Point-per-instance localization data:
○ ○ ○
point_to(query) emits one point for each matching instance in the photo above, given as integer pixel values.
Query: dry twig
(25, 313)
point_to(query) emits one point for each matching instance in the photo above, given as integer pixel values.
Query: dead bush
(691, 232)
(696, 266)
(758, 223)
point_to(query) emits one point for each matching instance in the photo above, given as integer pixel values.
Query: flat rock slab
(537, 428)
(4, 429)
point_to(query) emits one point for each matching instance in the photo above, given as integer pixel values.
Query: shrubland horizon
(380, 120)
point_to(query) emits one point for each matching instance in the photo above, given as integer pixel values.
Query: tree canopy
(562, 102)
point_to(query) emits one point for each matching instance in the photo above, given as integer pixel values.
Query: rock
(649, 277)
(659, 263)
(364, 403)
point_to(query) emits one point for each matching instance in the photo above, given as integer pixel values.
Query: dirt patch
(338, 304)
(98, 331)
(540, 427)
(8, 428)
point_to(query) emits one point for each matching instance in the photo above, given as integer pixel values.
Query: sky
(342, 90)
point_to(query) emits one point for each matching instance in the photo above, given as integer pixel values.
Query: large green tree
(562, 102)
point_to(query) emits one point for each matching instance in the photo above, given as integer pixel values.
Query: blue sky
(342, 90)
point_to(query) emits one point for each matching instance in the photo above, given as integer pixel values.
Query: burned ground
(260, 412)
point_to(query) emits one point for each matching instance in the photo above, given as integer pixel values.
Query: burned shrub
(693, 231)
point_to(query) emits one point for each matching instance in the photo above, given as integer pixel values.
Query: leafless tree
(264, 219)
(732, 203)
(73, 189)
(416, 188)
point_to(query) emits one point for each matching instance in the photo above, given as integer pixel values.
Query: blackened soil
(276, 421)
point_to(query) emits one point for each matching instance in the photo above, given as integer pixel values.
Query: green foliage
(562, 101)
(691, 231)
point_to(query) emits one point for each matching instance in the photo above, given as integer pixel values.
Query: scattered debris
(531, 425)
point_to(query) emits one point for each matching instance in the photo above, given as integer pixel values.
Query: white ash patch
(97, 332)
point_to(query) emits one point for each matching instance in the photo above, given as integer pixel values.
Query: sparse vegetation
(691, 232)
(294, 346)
○ ○ ○
_Description of the task_: Each record above should be returned exactly as it appears.

_Result of the exercise_:
point_to(query) emits one point for each matching instance in the photo above, given as integer pixel values.
Query: dry twig
(25, 313)
point_to(query) emits one point for each matching instance in the photo above, given as integer pixel values.
Query: dead bush
(691, 232)
(696, 266)
(758, 223)
point_to(query) emits one point for each matching instance in the photo above, given as integer pixel values.
Query: flat rock slab
(537, 428)
(4, 429)
point_to(query) emits one point for each matching instance in the photo above, given as integer pixel values.
Query: shrubland horizon
(380, 120)
point_to(query) emits one point for each matching instance in the photo above, given as integer pixel values.
Query: tree canopy
(562, 102)
point_to(query) emits one point for each matching instance in the photo above, given as integer pixel values.
Query: rock
(649, 277)
(659, 263)
(364, 403)
point_to(query) emits one point for each matching instance in the photo above, given as integer pixel values.
Query: dirt patch
(338, 304)
(98, 331)
(540, 427)
(8, 428)
point_to(query) emits one point for each matching instance in the photo above, given as integer pixel values.
Query: sky
(342, 90)
point_to(query) emits one point for each matching instance in the photo above, given as integer pixel values.
Query: large green tree
(562, 102)
point_to(query) emits one point for each matching instance in the photo above, given as integer pixel values.
Query: blue sky
(342, 90)
point_to(query) emits one point for each matching instance in the photo above, given as integer pixel values.
Query: burned ground
(260, 412)
point_to(query) emits one point for each matching instance in the photo above, given as integer pixel values.
Query: burned shrub
(693, 231)
point_to(query) emits one point for each matching instance in the photo above, given as integer pixel values.
Query: leafless tree
(264, 219)
(732, 203)
(73, 189)
(416, 188)
point_to(query) emits one point for each matching instance in the photo above, given as integer pixel values.
Query: blackened soil
(276, 421)
point_to(query) emits one point for each matching instance in the photo above, given as integer pixel values.
Query: green foliage
(562, 101)
(691, 231)
point_to(query) emits one point for each matching instance in the photo above, given as integer pixel values.
Query: scattered debris
(531, 425)
point_to(query) emits one point for each matching instance in the photo above, given as integer pixel values.
Query: white ash patch
(97, 332)
point_to(query) emits one point for each matching instance in the photo above, given as integer pixel values.
Query: sparse vegetation
(691, 232)
(294, 346)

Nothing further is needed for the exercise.